[Opening MATERIAL FOR THIS TASK section]

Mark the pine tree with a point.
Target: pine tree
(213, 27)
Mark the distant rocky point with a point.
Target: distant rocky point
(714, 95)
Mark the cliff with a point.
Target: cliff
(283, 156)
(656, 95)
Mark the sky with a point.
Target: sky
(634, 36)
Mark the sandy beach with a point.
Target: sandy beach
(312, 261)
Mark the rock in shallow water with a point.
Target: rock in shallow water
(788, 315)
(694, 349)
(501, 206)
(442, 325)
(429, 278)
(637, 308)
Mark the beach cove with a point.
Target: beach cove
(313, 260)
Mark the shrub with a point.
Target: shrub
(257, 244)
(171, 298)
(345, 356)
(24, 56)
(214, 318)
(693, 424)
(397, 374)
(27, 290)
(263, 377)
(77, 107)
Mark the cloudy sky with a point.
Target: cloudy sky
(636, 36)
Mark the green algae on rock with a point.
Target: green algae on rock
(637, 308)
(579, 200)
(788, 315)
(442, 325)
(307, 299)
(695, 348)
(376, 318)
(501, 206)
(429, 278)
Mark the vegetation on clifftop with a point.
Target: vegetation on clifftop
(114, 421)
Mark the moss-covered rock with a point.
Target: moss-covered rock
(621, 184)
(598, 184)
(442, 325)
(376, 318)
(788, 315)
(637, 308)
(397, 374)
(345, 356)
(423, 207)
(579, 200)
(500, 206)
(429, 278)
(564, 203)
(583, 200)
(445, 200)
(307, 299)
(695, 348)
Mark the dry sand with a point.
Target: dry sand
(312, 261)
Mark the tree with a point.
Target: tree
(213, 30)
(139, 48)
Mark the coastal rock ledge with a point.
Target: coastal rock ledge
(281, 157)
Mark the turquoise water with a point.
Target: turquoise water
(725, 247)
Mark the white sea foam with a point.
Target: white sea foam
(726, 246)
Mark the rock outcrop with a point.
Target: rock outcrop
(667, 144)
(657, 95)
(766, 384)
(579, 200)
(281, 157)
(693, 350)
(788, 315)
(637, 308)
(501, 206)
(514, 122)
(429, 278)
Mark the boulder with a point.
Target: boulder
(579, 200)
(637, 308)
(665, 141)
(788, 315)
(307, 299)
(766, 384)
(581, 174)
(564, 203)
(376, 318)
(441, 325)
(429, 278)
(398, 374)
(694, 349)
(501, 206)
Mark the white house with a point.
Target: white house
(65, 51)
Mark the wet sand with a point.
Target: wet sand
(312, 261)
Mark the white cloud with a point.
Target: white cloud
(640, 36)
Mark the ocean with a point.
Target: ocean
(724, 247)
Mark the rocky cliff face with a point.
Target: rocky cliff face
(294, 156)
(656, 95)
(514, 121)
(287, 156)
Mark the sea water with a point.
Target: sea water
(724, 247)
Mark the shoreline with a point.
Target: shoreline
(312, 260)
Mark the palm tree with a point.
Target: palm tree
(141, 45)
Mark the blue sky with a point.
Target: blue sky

[Closing MATERIAL FOR THIS TASK section]

» **WHAT THIS TASK INVOLVES**
The task requires that all the material be restated word for word.

» **RESULT BELOW**
Mark the pine tree with a point.
Target: pine tree
(213, 27)
Mark the distant rocky point with a point.
Target: distant rocky point
(714, 95)
Mark the cliff with a point.
Target: cliff
(283, 156)
(656, 95)
Mark the sky with a point.
Target: sky
(634, 36)
Mark the sandy beach with a point.
Target: sandy beach
(312, 261)
Mark the rock in shallow water with a point.
Target: rock in shallow water
(788, 315)
(694, 349)
(501, 206)
(442, 325)
(429, 278)
(637, 308)
Mark the beach cove with a point.
Target: beach cove
(313, 260)
Mark the shrub with a point.
Target: shrub
(257, 244)
(171, 298)
(345, 356)
(24, 56)
(214, 318)
(693, 424)
(397, 374)
(27, 290)
(263, 377)
(77, 107)
Mark the cloudy sky with a point.
Target: cloudy sky
(636, 36)
Mark the green algae on rock with a point.
Target: green algae on rock
(637, 308)
(579, 200)
(788, 315)
(442, 325)
(307, 299)
(695, 348)
(376, 318)
(501, 206)
(429, 278)
Mark the vegetation on clifftop with a point.
Target: vegetation on clifftop
(114, 421)
Mark the moss-covered rock with a point.
Target: moss-covered rock
(621, 184)
(598, 184)
(442, 325)
(376, 318)
(788, 315)
(637, 308)
(397, 374)
(345, 356)
(423, 207)
(579, 200)
(500, 206)
(429, 278)
(564, 203)
(583, 200)
(445, 200)
(307, 299)
(695, 348)
Mark the dry sand with a point.
Target: dry sand
(312, 261)
Mark the tree with a point.
Target: tree
(213, 30)
(139, 48)
Mark the coastal rock ledge with a point.
Target: coastal rock ledge
(281, 157)
Mark the turquoise water with a point.
Target: turquoise water
(725, 247)
Mark the white sea foam with a point.
Target: white sea foam
(726, 246)
Mark the rock outcrop with a point.
Target: rock outcrop
(667, 144)
(657, 95)
(766, 384)
(579, 200)
(281, 157)
(693, 350)
(788, 315)
(637, 308)
(501, 206)
(514, 122)
(429, 278)
Mark the boulder with a point.
Target: boulder
(579, 200)
(637, 308)
(665, 141)
(788, 315)
(307, 299)
(766, 384)
(581, 174)
(564, 203)
(376, 318)
(441, 325)
(429, 278)
(398, 374)
(694, 349)
(501, 206)
Mark the white house with a point.
Target: white house
(65, 51)
Mark the wet sand with a point.
Target: wet sand
(312, 261)
Mark the white cloud with a point.
Target: white cloud
(640, 36)
Mark the ocean with a point.
Target: ocean
(724, 247)
Mark the rocky cliff face with a point.
Target: rocky cliff face
(294, 156)
(656, 95)
(514, 121)
(287, 156)
Mark the sea water with a point.
Target: sea water
(724, 247)
Mark the shoreline with a point.
Target: shoreline
(312, 260)
Mark the palm tree with a point.
Target: palm tree
(141, 45)
Mark the blue sky with a point.
Target: blue sky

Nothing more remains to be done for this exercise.